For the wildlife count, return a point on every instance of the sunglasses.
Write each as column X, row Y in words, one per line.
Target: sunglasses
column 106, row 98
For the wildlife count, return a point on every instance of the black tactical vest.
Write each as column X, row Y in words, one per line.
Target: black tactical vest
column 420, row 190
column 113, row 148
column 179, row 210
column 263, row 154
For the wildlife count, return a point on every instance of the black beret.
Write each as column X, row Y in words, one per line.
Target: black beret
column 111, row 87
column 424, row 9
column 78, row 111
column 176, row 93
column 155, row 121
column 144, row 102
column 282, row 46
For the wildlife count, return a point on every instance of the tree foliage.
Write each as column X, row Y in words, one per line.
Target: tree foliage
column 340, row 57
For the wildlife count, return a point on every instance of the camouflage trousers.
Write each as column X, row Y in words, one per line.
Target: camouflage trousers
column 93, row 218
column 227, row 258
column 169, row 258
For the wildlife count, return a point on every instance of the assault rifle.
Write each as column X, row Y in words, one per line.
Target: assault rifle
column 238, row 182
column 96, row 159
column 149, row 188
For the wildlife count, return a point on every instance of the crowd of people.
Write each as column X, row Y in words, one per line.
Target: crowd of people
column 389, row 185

==================================================

* TASK GOAL:
Give the number of lines in the entries that include the string "wildlife", and nothing more.

* EXERCISE OUTPUT:
7